**What is needed**
Update the rows from the line with "stone pavement as a single marker per instance." up to and including the line with "point(372, 223)", changing every "single marker" to "single point" and leaving all else as it is. Give back only those lines.

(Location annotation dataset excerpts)
---+---

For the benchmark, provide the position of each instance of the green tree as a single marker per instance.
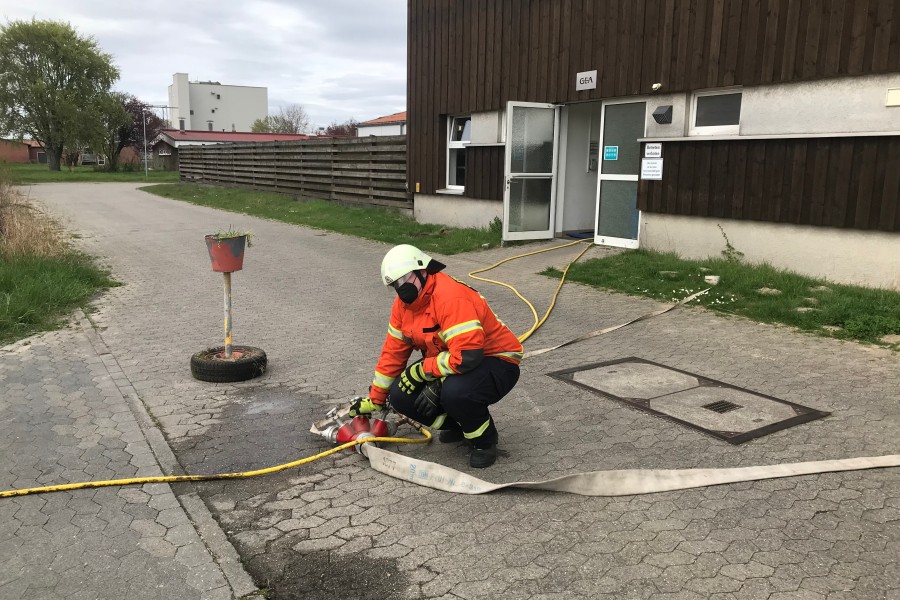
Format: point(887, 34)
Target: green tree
point(52, 85)
point(261, 126)
point(290, 119)
point(118, 126)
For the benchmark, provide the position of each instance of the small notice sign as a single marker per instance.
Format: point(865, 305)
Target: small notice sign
point(653, 150)
point(586, 80)
point(651, 168)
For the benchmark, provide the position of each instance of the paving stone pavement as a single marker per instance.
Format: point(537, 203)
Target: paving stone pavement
point(336, 529)
point(63, 419)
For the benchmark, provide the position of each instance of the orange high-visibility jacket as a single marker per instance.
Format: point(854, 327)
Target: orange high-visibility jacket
point(451, 324)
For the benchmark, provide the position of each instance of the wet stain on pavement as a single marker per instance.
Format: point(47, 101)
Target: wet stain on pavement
point(286, 526)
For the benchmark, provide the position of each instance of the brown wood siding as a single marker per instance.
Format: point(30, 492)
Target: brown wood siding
point(851, 182)
point(484, 172)
point(475, 55)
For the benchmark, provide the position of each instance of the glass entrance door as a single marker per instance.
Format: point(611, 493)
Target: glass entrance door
point(618, 218)
point(529, 196)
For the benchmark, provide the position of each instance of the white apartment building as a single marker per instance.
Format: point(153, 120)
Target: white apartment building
point(211, 106)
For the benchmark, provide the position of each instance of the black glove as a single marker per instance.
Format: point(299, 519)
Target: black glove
point(428, 403)
point(412, 378)
point(364, 406)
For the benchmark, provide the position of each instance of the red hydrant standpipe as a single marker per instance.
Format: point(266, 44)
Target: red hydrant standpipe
point(229, 342)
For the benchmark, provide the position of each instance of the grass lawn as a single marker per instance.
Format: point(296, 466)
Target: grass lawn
point(746, 290)
point(23, 173)
point(38, 292)
point(759, 292)
point(372, 223)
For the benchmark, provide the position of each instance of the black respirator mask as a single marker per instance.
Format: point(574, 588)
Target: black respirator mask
point(408, 292)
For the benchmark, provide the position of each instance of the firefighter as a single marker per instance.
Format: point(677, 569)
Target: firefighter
point(470, 359)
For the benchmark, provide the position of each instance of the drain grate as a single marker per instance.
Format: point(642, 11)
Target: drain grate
point(722, 406)
point(724, 411)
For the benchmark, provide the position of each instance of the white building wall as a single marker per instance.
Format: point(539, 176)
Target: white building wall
point(228, 107)
point(869, 258)
point(179, 101)
point(847, 105)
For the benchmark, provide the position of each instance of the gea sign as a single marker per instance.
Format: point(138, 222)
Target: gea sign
point(586, 80)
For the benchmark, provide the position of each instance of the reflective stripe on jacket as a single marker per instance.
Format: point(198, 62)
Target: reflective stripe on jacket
point(451, 324)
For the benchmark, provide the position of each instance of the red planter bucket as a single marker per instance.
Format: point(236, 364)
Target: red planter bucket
point(226, 254)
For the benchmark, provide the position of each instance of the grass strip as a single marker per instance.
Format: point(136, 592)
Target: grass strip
point(26, 173)
point(373, 223)
point(36, 292)
point(757, 291)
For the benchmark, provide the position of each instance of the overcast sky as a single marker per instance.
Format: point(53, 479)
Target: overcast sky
point(337, 58)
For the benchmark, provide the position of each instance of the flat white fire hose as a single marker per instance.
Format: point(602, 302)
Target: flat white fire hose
point(625, 482)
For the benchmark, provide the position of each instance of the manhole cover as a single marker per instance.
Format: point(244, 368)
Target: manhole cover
point(727, 412)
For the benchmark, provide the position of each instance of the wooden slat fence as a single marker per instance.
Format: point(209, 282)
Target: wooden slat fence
point(370, 170)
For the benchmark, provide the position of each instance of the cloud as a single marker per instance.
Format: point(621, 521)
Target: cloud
point(337, 58)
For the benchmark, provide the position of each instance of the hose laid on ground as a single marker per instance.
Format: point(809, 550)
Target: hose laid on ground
point(241, 475)
point(537, 322)
point(625, 482)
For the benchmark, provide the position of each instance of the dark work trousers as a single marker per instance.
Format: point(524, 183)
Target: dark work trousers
point(465, 398)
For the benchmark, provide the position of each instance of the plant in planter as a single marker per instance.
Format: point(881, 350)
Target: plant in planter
point(228, 363)
point(226, 249)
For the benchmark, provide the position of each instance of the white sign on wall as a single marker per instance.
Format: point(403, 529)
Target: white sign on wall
point(586, 80)
point(651, 168)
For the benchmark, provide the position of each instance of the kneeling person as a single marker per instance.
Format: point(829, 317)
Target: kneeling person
point(470, 359)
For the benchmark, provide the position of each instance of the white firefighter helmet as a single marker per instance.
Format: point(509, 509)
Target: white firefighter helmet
point(404, 259)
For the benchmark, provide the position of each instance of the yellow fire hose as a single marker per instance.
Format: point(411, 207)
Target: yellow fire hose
point(179, 478)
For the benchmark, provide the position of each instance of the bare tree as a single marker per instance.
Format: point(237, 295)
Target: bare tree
point(347, 128)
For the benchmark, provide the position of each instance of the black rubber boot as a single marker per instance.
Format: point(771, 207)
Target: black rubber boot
point(451, 434)
point(481, 458)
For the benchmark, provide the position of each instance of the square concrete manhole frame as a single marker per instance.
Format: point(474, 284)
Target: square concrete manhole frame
point(800, 414)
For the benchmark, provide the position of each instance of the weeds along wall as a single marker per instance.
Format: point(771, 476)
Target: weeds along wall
point(369, 170)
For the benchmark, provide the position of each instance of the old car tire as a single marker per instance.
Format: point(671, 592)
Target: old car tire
point(211, 365)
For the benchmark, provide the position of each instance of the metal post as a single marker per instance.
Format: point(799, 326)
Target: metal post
point(228, 340)
point(144, 119)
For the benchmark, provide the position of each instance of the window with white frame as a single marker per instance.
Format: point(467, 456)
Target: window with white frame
point(458, 137)
point(716, 112)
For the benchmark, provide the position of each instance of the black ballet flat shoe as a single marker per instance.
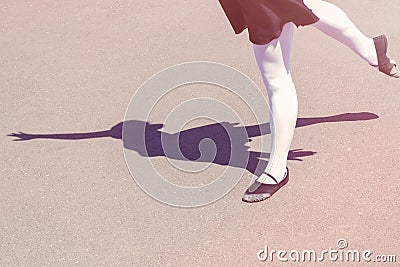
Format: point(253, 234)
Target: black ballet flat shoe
point(258, 191)
point(385, 65)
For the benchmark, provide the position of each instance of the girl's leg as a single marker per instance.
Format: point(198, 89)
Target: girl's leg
point(335, 23)
point(273, 60)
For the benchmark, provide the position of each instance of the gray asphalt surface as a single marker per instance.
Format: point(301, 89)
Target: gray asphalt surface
point(72, 67)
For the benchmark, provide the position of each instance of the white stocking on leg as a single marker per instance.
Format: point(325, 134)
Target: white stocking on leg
point(335, 23)
point(273, 60)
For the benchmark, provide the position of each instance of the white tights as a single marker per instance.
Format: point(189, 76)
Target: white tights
point(273, 60)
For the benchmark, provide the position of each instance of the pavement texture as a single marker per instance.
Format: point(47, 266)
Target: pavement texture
point(69, 200)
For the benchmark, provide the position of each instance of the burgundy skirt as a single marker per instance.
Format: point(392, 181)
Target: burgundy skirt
point(264, 19)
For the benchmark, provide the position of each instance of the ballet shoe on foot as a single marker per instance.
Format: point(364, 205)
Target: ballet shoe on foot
point(258, 191)
point(385, 64)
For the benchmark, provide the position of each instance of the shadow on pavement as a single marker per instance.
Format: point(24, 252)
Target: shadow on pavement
point(214, 143)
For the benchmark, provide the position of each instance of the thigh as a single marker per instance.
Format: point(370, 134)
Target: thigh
point(274, 58)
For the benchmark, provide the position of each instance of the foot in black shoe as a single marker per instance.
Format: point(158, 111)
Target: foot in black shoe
point(258, 191)
point(385, 65)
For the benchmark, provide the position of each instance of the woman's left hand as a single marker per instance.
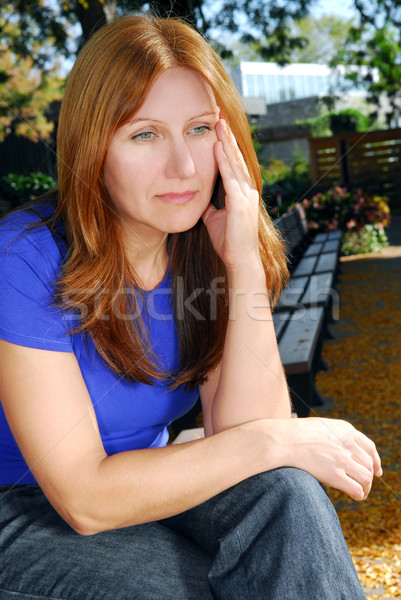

---+---

**Exercise response**
For the benchmark, provide the position of each instance of the paving stone pavement as a single point per instance.
Format: point(537, 203)
Target: paving stone pavement
point(336, 529)
point(63, 419)
For the benchmark, provide the position of each instance of the orange high-visibility jacket as a single point per instance.
Format: point(854, 327)
Target: orange high-visibility jacket
point(451, 324)
For the benchmark, provide the position of each instance of the wet stain on pavement as a single point per instance.
Format: point(47, 101)
Target: wet stain on pavement
point(286, 526)
For the benchmark, provide the position of each instance of the brown wood siding as a single point per instance.
Format: point(30, 492)
Target: brown wood siding
point(851, 182)
point(484, 172)
point(475, 55)
For the benchmark, provide the position of each instance of the glass entrance door as a single point per instance.
Format: point(611, 493)
Target: glass entrance door
point(618, 218)
point(529, 196)
For the benchmark, provide the position of each instance of the white apartment building as a single point per instance.
Format: point(153, 120)
Target: white apartment building
point(211, 106)
For the benchmark, provide the position of each instance of the black glove as a single point per instance.
Format: point(299, 519)
Target: black glove
point(428, 403)
point(412, 378)
point(364, 406)
For the benchmark, provide the position of each instance of the red hydrant standpipe as a single point per instance.
Format: point(266, 44)
Target: red hydrant standpipe
point(229, 342)
For the benchmark, provide the position of each instance of the grass lawn as a single point per instance.
Format: point(296, 466)
Target: grass lawn
point(746, 290)
point(23, 173)
point(38, 292)
point(759, 292)
point(372, 223)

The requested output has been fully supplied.